Task instructions: Output every line of the data exactly as it appears.

Entries:
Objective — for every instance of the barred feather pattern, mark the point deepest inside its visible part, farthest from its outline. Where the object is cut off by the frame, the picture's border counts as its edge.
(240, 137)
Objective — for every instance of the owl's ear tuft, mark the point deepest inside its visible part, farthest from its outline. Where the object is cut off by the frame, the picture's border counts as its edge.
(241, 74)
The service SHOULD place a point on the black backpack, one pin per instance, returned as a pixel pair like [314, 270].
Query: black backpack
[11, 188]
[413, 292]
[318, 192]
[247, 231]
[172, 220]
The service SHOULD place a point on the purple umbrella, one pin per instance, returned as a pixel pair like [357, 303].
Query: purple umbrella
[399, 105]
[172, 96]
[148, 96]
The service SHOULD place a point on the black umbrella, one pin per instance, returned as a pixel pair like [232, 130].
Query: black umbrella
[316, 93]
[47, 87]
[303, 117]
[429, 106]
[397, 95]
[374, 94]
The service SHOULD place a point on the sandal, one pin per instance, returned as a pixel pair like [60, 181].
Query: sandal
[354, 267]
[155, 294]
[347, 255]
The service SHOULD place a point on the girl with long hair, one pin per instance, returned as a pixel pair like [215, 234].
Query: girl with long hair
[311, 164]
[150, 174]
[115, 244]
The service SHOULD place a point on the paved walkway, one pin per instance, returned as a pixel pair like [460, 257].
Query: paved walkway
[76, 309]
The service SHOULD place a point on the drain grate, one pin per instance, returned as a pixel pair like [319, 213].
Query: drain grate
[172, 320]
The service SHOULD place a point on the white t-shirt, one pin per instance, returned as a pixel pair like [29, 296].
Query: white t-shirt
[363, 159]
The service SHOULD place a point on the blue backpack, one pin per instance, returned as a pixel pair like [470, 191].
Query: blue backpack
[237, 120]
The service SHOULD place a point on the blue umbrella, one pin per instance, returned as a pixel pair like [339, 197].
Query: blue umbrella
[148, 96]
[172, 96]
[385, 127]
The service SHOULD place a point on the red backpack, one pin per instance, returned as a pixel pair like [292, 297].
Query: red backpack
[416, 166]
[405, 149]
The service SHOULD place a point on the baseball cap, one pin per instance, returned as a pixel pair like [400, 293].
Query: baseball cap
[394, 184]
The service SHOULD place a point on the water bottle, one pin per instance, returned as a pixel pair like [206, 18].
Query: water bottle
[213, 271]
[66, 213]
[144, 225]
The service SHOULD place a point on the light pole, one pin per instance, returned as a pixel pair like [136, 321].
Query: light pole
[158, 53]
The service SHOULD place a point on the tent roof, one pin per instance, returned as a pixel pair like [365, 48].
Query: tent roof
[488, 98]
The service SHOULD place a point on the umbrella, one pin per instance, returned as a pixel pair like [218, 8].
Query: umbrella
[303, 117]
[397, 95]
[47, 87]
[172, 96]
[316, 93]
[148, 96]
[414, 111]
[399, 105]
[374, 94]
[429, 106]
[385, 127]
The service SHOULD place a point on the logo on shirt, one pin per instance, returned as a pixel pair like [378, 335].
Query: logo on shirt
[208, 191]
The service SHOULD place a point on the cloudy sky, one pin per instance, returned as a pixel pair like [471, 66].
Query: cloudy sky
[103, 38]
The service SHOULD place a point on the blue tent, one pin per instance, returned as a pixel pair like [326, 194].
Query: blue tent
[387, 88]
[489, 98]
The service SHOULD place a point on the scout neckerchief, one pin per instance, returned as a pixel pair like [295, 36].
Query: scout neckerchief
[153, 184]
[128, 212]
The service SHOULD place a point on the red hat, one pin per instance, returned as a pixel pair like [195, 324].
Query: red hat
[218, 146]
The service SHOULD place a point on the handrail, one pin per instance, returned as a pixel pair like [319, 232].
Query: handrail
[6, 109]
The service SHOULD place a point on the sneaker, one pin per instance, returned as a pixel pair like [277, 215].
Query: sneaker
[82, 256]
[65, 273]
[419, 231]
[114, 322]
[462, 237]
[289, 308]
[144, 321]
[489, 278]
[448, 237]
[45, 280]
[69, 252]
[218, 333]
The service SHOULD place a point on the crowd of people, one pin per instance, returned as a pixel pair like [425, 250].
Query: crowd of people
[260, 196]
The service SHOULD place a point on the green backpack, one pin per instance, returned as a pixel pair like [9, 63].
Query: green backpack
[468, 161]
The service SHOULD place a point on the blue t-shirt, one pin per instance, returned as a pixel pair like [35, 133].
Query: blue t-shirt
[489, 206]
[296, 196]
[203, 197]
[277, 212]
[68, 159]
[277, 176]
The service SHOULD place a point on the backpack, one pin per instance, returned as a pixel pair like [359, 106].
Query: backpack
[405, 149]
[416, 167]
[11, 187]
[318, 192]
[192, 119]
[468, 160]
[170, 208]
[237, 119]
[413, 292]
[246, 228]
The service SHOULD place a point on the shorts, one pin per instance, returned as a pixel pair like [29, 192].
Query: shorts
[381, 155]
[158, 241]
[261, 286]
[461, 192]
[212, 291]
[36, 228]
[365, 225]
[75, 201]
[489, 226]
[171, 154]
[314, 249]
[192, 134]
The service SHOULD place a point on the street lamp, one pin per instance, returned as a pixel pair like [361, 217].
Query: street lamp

Exercise response:
Objective — for every instance of the barred feather pattern, mark the point deepest inside its visible part, farthest from its outline. Where the object is cut off by the frame, the picture's border counts as its edge.
(240, 137)
Objective — for every instance of the owl's ear tuft, mark the point deepest inside its visible part, farthest from its outline. Where the object is cut off by the frame, the picture's border counts as its edge.
(241, 74)
The service SHOULD place a point on the black backpack, one pin per instance, returned as a pixel pair like [314, 270].
Query: black backpack
[11, 188]
[413, 292]
[318, 192]
[247, 231]
[172, 220]
The service SHOULD place a point on the purple umbrella, one pin per instance, returned as a pixel pair like [357, 303].
Query: purple umbrella
[399, 105]
[172, 96]
[148, 96]
The service SHOULD place a point on the black umbrella, one pin per instance, returned as a pixel pair like [232, 130].
Query: black umbrella
[316, 93]
[47, 87]
[303, 117]
[429, 106]
[397, 95]
[374, 94]
The service SHOULD place a point on the sandal, one pin per instance, returned as a pixel pair like [60, 181].
Query: sandal
[354, 267]
[155, 294]
[347, 255]
The service SHOULD place a point on the girl with long hair, one pin per instance, returned as a pixel pair like [215, 234].
Query: girl with long hair
[311, 164]
[150, 174]
[115, 244]
The service SHOULD place a point on the paved walkway, one pin per instance, returned as a pixel pair like [460, 257].
Query: paved walkway
[76, 309]
The service SHOULD place a point on the drain grate, one pin per instance, returned as a pixel pair like [319, 213].
Query: drain grate
[172, 320]
The service SHOULD place a point on the white t-shirt, one pin per instance, returned as a pixel pair like [29, 296].
Query: white t-shirt
[363, 159]
The service SHOULD place a point on the blue backpack, one pin per instance, returned as a pixel pair like [470, 191].
Query: blue backpack
[237, 120]
The service SHOULD place a point on the blue umbrella, one pin per instance, returned as a pixel pair like [339, 197].
Query: blue umbrella
[148, 96]
[172, 96]
[385, 127]
The service SHOULD place a point on the red backpack, one pin per instance, returned as a pixel pair like [292, 297].
Query: red backpack
[416, 166]
[405, 149]
The service SHOULD place a point on the baseball cap, one pin per instance, returned as a pixel pair like [400, 293].
Query: baseball cap
[394, 184]
The service SHOULD place a point on the water bottle, one pin per instance, returned as a pixel pair like [206, 18].
Query: water bottle
[213, 271]
[66, 213]
[144, 225]
The service SHOULD place a point on the light pole, one pin per instance, returned as a pixel pair like [136, 321].
Query: light pole
[158, 53]
The service SHOULD place a point on the tent roof, one pin per instance, returned as a pixel pair like [365, 48].
Query: tent roof
[488, 98]
The service SHOULD place a point on the umbrella, one pin per instance, returned as a pixel pair like [218, 8].
Query: umbrella
[303, 117]
[397, 95]
[47, 87]
[172, 96]
[316, 93]
[148, 96]
[414, 111]
[399, 105]
[374, 94]
[429, 106]
[385, 127]
The service SHOULD place a point on the logo on shirt, one pin per instance, returned as a pixel pair like [378, 335].
Query: logo on shirt
[208, 191]
The service SHOULD place a point on the cloudy sky, one pin per instance, returned as a pixel pair like [471, 66].
Query: cloudy sky
[103, 38]
The service SHOULD place a point on the blue tent, one pin per instance, returned as a pixel pair like [326, 194].
Query: blue tent
[387, 88]
[489, 98]
The service SHOULD place a point on the scout neckerchief, one pin per instance, returned as a pixel pair like [295, 36].
Query: scout neckerchief
[153, 184]
[128, 212]
The service SHOULD place a point on the red hat, one pin per instance, returned as a pixel pair like [195, 324].
Query: red hat
[218, 146]
The service SHOULD place a point on the handrail, one pin per instance, returned as a pixel pair like [319, 232].
Query: handrail
[6, 109]
The service SHOULD place a point on the sneaker, one pin per instance, returned as a pixel pair like [277, 215].
Query: sneaker
[82, 256]
[65, 273]
[419, 231]
[114, 322]
[462, 237]
[289, 308]
[144, 321]
[489, 278]
[448, 237]
[45, 280]
[69, 252]
[218, 333]
The service SHOULD place a point on the crowd of people, one pin per instance, returned as a pixel pair like [425, 250].
Query: crowd of people
[260, 196]
The service SHOULD place a point on the green backpack, one pin per instance, returned as a pixel pair like [9, 63].
Query: green backpack
[468, 161]
The service SHOULD place a point on the blue t-shirt, one pin per instance, returned as a pixel pair like [35, 133].
Query: blue t-shirt
[489, 206]
[296, 196]
[203, 197]
[277, 212]
[68, 159]
[277, 176]
The service SHOULD place a point on the backpack, one pin per instance, returned as a pixel pair like [359, 106].
Query: backpack
[405, 149]
[416, 167]
[11, 187]
[318, 192]
[192, 119]
[468, 160]
[170, 208]
[237, 119]
[413, 292]
[246, 228]
The service SHOULD place a point on the shorts, one pin per instance, returned as a pixel pair like [29, 192].
Query: shorts
[381, 155]
[158, 241]
[261, 286]
[461, 192]
[212, 291]
[36, 228]
[365, 225]
[75, 201]
[489, 226]
[171, 154]
[314, 249]
[192, 134]
The service SHOULD place a point on the street lamp, one pin per instance, returned as a pixel pair like [361, 217].
Query: street lamp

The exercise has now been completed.